The Cashless Society Conspiracy

Dear Reader,

In 1913, after several years of financial instability and the fear of a World War, Congress created the Federal Reserve Bank.

Americans were scared and thought that a national bank would protect them from panics. This happens often. The government uses a time of fear to grab more power. This happened despite the fact that some of our Founding Fathers were against a Central Bank and thought the concept unconstitutional.

American citizens were told that the Federal Reserve would provide a reserve of liquid assets and also allow for currency and credit to expand and contract with the movements of the U.S. economy. 

The Federal Reserve was created on December 23, 1913, when President Woodrow Wilson signed the Federal Reserve Act into law.

The Federal Reserve, as we know it today, has four general responsibilities:

  1. It conducts the nation’s monetary policy by influencing money and credit conditions in the economy. In other words, the Fed changes money and credit conditions in order to get as close to full employment and stable prices as possible.


  1. It supervises and regulates banks and other important financial institutions to protect the nation’s financial health and (supposedly) the credit rights of consumers like you and me.


  1. It maintains the stability of the financial system and contains any type of systemic risk that arises. (Think: fixing extremely low-interest rates during the recession.)


  1. It provides financial services to the U.S. government, U.S. financial institutions, and foreign official institutions.

In my estimation, however, the Federal Reserve Bank only has two powers: 

  • To create money out of thin air 
  • And to lend money they do not have

In my book Fake: Fake Money, Fake Teachers, Fake Assets, I talk about the term “dark money.” 

Dark money is money electronically created or “conjured” by the Federal Reserve and other major central banks in the world that flows to big private banks and financial markets. 

Where it ultimately goes is untraceable. 

The Fed, together with the European Central Bank (ECB) and the Bank of Japan (BOJ), has created nearly $15 trillion worth of dark money. Adding in the People’s Bank of China (PBOC) that figure is a staggering $23 trillion. That dark money goes to the biggest private banks and financial institutions first. From there, it spreads out in seemingly infinite directions affecting different financial assets in different ways.

Dark money represents a new kind of collusion between various governments, central banks, and private banks. They work in tandem to siphon off more power and money for themselves using laws, power-brokering, and quid-pro-quos. 

Dark money is a version of fake money because it doesn’t come from the real economy. It is an artificial stimulant to markets that comes from an external source. It can manipulate and distort markets, removing their ability to behave either as free or regulated markets.

As a side note, it’s important to understand that the Federal Reserve Bank is not federal, has no reserves, and is not a bank. Yet, as explained above, the Federal Reserve Bank has the power to control the money supply of the U.S.

There are two main reasons that most people accept as the reason for wanting a cashless society. The first reason is negative interest rates.

Federal Reserve Sets Negative Interest Rates

Let’s pretend the Federal Reserve Bank sets their interest rate at 5%. All the banks who have money reserves with the Federal Reserve Bank have to pay 5% on that reserve of money.

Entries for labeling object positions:

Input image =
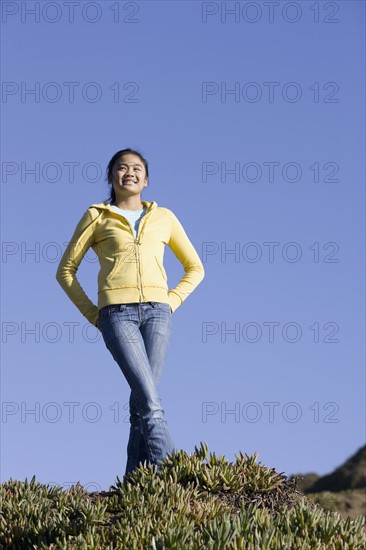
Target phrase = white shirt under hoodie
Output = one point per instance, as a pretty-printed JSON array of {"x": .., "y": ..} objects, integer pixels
[{"x": 133, "y": 216}]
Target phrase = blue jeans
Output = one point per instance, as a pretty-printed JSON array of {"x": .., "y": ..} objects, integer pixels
[{"x": 138, "y": 335}]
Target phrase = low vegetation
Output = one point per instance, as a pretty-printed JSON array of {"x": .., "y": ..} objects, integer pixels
[{"x": 196, "y": 501}]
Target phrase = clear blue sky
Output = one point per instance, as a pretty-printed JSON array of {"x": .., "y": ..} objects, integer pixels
[{"x": 156, "y": 76}]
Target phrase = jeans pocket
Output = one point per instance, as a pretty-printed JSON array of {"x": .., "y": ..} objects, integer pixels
[
  {"x": 110, "y": 310},
  {"x": 162, "y": 305}
]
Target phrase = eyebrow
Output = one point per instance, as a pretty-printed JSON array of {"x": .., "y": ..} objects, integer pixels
[{"x": 127, "y": 163}]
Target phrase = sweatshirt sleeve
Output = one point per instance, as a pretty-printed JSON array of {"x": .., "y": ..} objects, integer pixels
[
  {"x": 79, "y": 244},
  {"x": 188, "y": 256}
]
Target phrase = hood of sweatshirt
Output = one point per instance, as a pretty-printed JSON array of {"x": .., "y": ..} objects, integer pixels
[{"x": 106, "y": 205}]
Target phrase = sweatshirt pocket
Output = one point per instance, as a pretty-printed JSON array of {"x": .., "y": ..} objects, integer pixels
[{"x": 161, "y": 268}]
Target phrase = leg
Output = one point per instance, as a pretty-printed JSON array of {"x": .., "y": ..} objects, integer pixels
[
  {"x": 121, "y": 332},
  {"x": 156, "y": 333}
]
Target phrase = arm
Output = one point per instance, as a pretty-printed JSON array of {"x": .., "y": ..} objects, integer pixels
[
  {"x": 81, "y": 241},
  {"x": 187, "y": 255}
]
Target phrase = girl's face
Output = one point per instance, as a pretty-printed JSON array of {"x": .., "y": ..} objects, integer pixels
[{"x": 128, "y": 175}]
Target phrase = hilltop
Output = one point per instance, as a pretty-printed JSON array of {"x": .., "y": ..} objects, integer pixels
[{"x": 196, "y": 501}]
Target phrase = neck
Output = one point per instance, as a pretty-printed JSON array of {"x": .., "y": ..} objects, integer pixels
[{"x": 131, "y": 203}]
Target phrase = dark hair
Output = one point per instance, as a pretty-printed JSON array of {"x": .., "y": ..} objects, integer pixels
[{"x": 109, "y": 170}]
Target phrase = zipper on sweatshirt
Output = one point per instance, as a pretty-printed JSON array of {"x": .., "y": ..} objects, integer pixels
[{"x": 142, "y": 299}]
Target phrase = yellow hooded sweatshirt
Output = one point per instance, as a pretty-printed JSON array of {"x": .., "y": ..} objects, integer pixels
[{"x": 131, "y": 268}]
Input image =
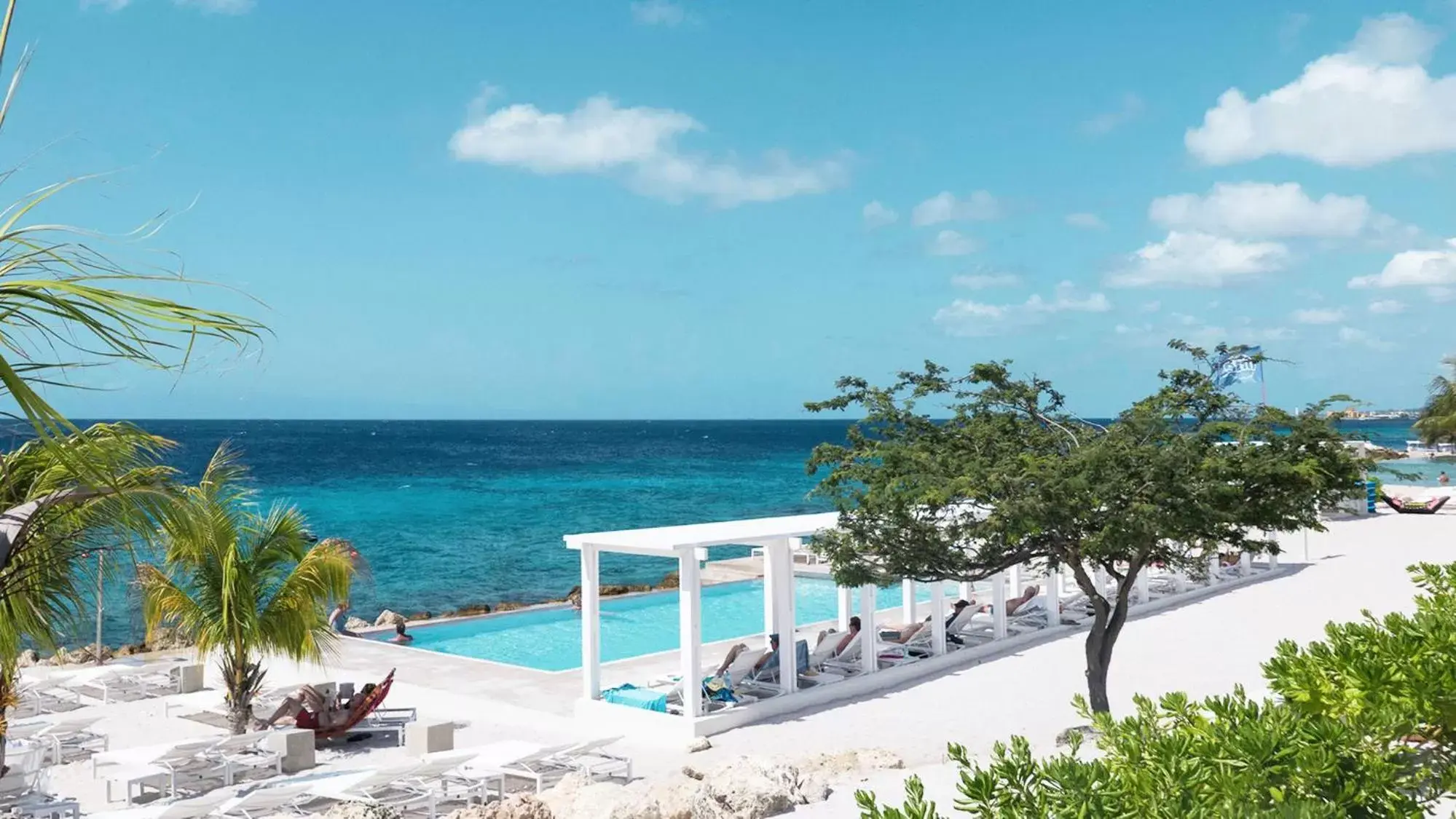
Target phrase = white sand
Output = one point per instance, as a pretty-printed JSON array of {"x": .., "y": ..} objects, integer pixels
[{"x": 1202, "y": 648}]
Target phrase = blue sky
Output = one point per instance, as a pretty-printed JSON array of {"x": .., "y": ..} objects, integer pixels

* _Stated problem_
Copy the stretch of the cashless society piece from "As a side note, it’s" through "supply of the U.S.", substituting "brief aside" for "side note".

* _Output for this task_
As a brief aside, it’s important to understand that the Federal Reserve Bank is not federal, has no reserves, and is not a bank. Yet, as explained above, the Federal Reserve Bank has the power to control the money supply of the U.S.